[Stored entries]
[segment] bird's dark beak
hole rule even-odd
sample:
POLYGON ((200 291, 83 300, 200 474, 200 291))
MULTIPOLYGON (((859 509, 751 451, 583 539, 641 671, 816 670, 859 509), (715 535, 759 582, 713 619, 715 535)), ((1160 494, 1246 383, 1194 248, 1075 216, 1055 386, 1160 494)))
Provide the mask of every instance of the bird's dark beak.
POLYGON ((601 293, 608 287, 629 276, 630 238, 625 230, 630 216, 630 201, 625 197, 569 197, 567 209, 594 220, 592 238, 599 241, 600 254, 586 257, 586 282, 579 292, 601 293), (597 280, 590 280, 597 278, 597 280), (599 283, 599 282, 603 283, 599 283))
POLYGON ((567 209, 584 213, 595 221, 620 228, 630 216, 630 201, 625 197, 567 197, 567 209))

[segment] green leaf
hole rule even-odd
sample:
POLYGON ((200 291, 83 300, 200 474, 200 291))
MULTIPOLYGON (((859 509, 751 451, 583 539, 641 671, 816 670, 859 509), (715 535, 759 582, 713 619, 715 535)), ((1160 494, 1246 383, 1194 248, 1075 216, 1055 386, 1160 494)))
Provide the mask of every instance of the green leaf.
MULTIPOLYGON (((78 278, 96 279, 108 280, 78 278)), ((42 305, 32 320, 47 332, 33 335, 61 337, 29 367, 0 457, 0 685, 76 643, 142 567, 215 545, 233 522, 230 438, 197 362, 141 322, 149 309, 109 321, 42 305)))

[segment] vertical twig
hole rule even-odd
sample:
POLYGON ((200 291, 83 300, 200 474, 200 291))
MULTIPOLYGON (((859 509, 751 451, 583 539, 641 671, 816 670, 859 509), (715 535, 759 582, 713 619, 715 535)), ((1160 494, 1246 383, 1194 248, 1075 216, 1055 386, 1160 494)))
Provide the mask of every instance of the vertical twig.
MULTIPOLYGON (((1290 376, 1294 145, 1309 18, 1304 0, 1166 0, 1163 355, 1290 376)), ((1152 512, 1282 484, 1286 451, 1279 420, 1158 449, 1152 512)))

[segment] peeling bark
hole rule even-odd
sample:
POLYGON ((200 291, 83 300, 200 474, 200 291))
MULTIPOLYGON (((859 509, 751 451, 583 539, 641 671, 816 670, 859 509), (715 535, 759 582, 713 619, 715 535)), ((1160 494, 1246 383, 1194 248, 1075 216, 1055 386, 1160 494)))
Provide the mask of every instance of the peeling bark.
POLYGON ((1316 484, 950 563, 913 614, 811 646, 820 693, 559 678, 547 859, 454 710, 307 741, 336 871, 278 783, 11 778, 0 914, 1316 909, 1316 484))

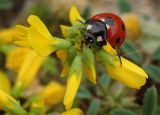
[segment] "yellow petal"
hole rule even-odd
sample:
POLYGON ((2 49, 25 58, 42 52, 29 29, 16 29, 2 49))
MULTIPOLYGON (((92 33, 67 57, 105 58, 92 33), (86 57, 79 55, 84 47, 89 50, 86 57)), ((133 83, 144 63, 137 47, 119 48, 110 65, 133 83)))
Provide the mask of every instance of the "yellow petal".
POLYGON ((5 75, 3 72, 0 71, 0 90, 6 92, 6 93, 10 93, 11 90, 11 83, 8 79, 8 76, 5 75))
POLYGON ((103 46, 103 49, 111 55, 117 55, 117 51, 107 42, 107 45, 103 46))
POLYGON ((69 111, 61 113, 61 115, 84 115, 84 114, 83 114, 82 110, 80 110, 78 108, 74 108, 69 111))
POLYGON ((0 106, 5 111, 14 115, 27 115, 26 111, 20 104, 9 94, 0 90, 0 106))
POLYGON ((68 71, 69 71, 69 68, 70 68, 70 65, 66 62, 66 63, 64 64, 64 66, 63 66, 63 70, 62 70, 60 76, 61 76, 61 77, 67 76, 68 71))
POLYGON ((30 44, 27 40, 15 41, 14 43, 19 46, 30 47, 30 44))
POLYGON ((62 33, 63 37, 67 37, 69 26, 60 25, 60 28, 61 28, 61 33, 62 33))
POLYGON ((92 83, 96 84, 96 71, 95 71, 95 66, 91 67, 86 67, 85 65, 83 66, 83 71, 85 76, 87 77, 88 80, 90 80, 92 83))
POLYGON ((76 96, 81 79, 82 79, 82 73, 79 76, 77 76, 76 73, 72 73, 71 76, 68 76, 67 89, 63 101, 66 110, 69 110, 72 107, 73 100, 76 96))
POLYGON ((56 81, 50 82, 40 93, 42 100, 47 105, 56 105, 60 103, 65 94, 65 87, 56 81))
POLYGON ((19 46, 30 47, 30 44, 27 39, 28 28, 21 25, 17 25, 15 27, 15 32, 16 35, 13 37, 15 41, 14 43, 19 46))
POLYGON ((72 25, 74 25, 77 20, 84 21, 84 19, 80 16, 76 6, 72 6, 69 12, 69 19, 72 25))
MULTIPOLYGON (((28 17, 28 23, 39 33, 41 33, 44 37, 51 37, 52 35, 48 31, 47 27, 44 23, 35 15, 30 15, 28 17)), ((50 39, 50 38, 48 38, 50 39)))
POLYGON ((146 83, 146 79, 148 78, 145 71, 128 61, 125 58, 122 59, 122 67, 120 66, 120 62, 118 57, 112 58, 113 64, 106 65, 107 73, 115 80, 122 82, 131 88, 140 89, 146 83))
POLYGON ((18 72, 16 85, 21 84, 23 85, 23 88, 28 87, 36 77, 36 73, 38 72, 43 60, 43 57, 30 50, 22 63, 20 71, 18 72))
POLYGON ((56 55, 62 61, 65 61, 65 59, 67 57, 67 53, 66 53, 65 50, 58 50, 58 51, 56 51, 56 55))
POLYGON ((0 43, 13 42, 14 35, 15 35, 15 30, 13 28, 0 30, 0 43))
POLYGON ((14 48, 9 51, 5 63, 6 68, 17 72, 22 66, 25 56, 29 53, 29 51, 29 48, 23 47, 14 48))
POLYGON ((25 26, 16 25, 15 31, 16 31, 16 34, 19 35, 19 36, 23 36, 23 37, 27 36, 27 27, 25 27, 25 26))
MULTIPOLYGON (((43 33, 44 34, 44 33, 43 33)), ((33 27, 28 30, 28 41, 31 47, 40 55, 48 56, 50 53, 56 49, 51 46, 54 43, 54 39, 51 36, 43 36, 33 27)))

- [Exercise]: Rewrite everything from the start of the items down to the line containing "MULTIPOLYGON (((78 278, 96", changing "green leaf" to "broad leaf" and keeping every other part unchanged.

- [Answer to this exercise]:
[segment] bird's dark beak
hole rule even-odd
sample:
POLYGON ((200 291, 83 300, 200 474, 200 291))
MULTIPOLYGON (((859 509, 751 451, 583 539, 641 671, 816 670, 859 509), (715 535, 759 582, 713 619, 715 535)), ((1160 494, 1246 383, 1194 248, 1075 216, 1055 386, 1160 494)))
Provide the mask of every instance of the bird's dark beak.
POLYGON ((601 293, 608 287, 629 276, 630 238, 625 230, 630 216, 630 201, 625 197, 569 197, 567 209, 594 220, 592 238, 599 241, 600 254, 586 257, 586 282, 579 292, 601 293), (597 280, 590 280, 597 278, 597 280), (599 283, 599 282, 603 283, 599 283))
POLYGON ((567 209, 584 213, 595 221, 620 228, 630 216, 630 201, 625 197, 567 197, 567 209))

[segment] broad leaf
hole rule even-odd
sample:
POLYGON ((200 291, 83 300, 200 474, 200 291))
MULTIPOLYGON (((859 509, 751 451, 583 539, 641 671, 816 670, 859 509), (715 535, 759 582, 713 619, 715 535)), ((1160 494, 1246 383, 1194 248, 1075 216, 1055 386, 1160 494)))
Provide the mask of every instance of the broad leaf.
MULTIPOLYGON (((78 278, 96 279, 108 280, 78 278)), ((42 305, 32 320, 47 332, 33 335, 61 337, 29 367, 0 457, 0 685, 76 643, 142 567, 215 545, 233 522, 230 438, 197 362, 141 322, 149 309, 109 321, 42 305)))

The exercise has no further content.